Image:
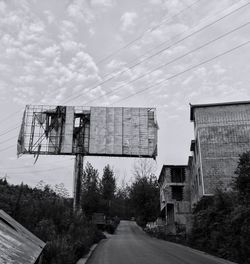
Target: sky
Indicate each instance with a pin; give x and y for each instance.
(137, 53)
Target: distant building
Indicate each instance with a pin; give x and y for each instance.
(175, 197)
(222, 133)
(17, 244)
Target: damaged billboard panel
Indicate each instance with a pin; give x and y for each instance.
(98, 131)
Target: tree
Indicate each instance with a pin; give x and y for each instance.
(90, 190)
(108, 183)
(107, 188)
(144, 168)
(144, 199)
(241, 182)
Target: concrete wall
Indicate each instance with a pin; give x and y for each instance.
(177, 212)
(222, 134)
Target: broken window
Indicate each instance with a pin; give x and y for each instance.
(178, 174)
(177, 193)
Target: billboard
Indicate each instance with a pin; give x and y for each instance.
(98, 131)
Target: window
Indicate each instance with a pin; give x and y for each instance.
(177, 193)
(178, 174)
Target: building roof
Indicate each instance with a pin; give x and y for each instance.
(17, 244)
(170, 166)
(192, 107)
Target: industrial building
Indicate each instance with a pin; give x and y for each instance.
(221, 135)
(17, 244)
(174, 182)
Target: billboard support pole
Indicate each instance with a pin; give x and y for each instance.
(78, 172)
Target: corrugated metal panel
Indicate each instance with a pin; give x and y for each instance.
(67, 138)
(123, 131)
(17, 244)
(111, 131)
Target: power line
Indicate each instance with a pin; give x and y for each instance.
(35, 171)
(147, 31)
(7, 140)
(187, 70)
(159, 52)
(2, 150)
(8, 116)
(8, 131)
(174, 60)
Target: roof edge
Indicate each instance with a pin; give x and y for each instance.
(193, 106)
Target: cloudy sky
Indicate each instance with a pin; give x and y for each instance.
(160, 53)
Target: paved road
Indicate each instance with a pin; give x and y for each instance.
(130, 245)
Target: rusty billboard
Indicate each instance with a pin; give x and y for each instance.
(96, 131)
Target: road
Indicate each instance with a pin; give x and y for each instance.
(130, 245)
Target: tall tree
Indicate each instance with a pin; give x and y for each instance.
(241, 182)
(90, 190)
(108, 183)
(144, 199)
(108, 188)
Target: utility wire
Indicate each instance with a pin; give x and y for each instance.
(161, 51)
(187, 70)
(2, 150)
(7, 140)
(35, 171)
(147, 31)
(10, 130)
(174, 60)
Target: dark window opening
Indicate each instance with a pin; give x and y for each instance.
(177, 193)
(77, 122)
(178, 174)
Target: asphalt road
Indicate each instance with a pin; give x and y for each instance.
(130, 245)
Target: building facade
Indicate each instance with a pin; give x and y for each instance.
(222, 133)
(175, 205)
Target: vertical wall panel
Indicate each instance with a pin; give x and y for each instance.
(67, 138)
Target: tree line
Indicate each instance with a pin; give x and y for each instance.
(48, 211)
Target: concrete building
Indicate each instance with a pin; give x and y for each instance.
(175, 197)
(222, 133)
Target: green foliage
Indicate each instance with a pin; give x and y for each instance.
(90, 191)
(107, 189)
(241, 182)
(108, 184)
(49, 216)
(221, 224)
(144, 199)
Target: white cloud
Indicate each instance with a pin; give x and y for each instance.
(103, 3)
(80, 10)
(128, 20)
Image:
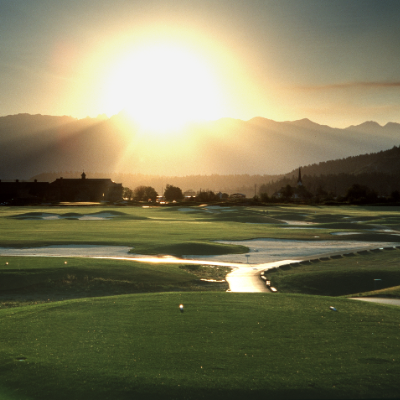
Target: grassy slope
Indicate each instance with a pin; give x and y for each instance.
(167, 230)
(224, 345)
(37, 279)
(338, 277)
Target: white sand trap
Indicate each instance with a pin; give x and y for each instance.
(270, 250)
(297, 222)
(345, 233)
(208, 209)
(73, 250)
(86, 217)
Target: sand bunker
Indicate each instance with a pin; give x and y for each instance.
(72, 250)
(74, 216)
(261, 250)
(207, 209)
(270, 250)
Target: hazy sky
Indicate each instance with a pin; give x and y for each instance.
(335, 62)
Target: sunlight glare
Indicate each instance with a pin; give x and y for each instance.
(163, 87)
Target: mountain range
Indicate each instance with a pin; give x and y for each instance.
(33, 144)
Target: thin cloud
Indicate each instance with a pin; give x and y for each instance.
(351, 85)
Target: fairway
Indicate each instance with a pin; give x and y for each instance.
(222, 346)
(86, 328)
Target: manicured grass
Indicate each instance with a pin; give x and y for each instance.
(168, 230)
(340, 276)
(38, 279)
(223, 345)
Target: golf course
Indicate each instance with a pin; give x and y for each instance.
(107, 324)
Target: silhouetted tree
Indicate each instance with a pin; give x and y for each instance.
(127, 193)
(206, 196)
(395, 196)
(361, 194)
(144, 193)
(172, 193)
(287, 192)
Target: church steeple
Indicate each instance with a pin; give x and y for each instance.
(299, 181)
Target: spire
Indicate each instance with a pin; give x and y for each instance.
(299, 181)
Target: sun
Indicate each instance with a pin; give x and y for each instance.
(163, 87)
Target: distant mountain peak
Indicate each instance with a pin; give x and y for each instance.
(366, 125)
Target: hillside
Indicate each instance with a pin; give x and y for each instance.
(33, 144)
(378, 171)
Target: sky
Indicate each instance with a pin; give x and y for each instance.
(332, 61)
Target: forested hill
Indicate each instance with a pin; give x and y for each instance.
(379, 172)
(32, 144)
(387, 161)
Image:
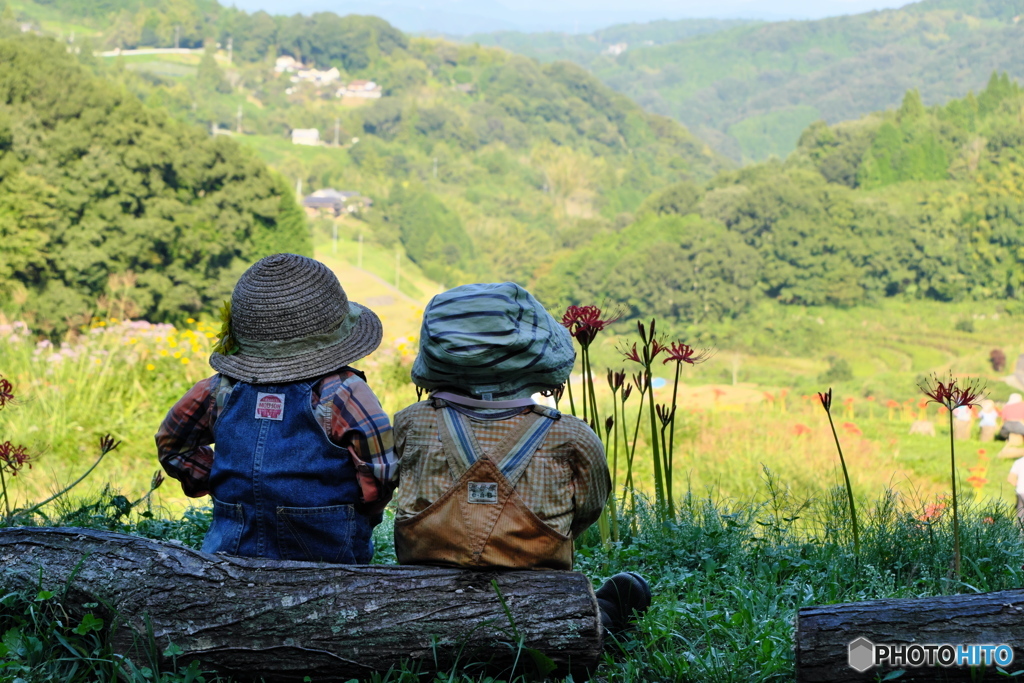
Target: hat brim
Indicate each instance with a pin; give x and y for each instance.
(364, 340)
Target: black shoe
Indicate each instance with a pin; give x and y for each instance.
(623, 599)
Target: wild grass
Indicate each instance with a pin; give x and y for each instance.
(728, 577)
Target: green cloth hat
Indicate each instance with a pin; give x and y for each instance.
(494, 341)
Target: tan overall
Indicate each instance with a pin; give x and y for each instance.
(481, 521)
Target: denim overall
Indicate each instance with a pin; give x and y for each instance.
(281, 488)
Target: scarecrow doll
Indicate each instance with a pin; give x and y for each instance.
(488, 478)
(303, 464)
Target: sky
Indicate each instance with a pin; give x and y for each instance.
(465, 16)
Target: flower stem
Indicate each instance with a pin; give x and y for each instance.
(952, 464)
(614, 466)
(3, 485)
(64, 491)
(849, 488)
(568, 388)
(672, 438)
(658, 480)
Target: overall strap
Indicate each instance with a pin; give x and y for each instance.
(511, 455)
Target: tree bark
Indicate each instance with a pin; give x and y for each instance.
(824, 632)
(283, 621)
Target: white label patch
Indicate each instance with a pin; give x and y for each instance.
(483, 492)
(269, 406)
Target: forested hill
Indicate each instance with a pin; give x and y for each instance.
(110, 207)
(914, 203)
(479, 164)
(751, 90)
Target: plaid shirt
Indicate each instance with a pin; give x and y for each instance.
(565, 484)
(343, 403)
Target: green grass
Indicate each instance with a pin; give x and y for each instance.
(727, 577)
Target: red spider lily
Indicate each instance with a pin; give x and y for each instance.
(13, 458)
(950, 393)
(825, 400)
(585, 322)
(633, 354)
(6, 392)
(681, 352)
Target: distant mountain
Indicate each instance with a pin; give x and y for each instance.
(586, 49)
(750, 90)
(479, 163)
(110, 207)
(914, 203)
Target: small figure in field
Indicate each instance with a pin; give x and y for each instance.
(1013, 420)
(988, 420)
(304, 462)
(1016, 479)
(488, 478)
(923, 427)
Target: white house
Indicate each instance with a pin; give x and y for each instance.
(366, 89)
(286, 63)
(308, 136)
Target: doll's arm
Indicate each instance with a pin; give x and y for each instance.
(184, 437)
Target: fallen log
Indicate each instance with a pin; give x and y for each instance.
(282, 621)
(824, 635)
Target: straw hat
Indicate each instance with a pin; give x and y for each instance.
(291, 321)
(495, 341)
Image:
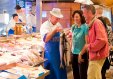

TASK GOAL — Nothing but the lines above from the one containing "Target: power line" through the one containing "Target: dark window opening" should appear in the answer, each repeated exactly.

EXERCISE RESPONSE —
Target: power line
Indicate each instance with a pin; give x and y for each instance.
(35, 171)
(147, 31)
(7, 140)
(187, 70)
(159, 52)
(2, 150)
(8, 116)
(8, 131)
(174, 60)
Target: roof edge
Indicate each instance with a pin; give x and y for each instance.
(193, 106)
Target: cloudy sky
Indicate each instance with a pin; give x and y for each instance.
(160, 53)
Target: paved road
Indicate each instance with a pin; give x and y for each instance.
(130, 245)
Target: rusty billboard
Indicate each instance with a pin; give x and y for each instance.
(96, 131)
Target: road
Indicate each instance with a pin; give x and y for each instance.
(130, 245)
Target: tall tree
Indicate each instance with a pin; give x and y for each instance.
(241, 182)
(90, 190)
(108, 183)
(144, 199)
(108, 188)
Target: utility wire
Indicate each instance with a pin; give x and y for each instance.
(161, 51)
(187, 70)
(2, 150)
(7, 140)
(35, 171)
(147, 31)
(10, 130)
(174, 60)
Target: dark window opening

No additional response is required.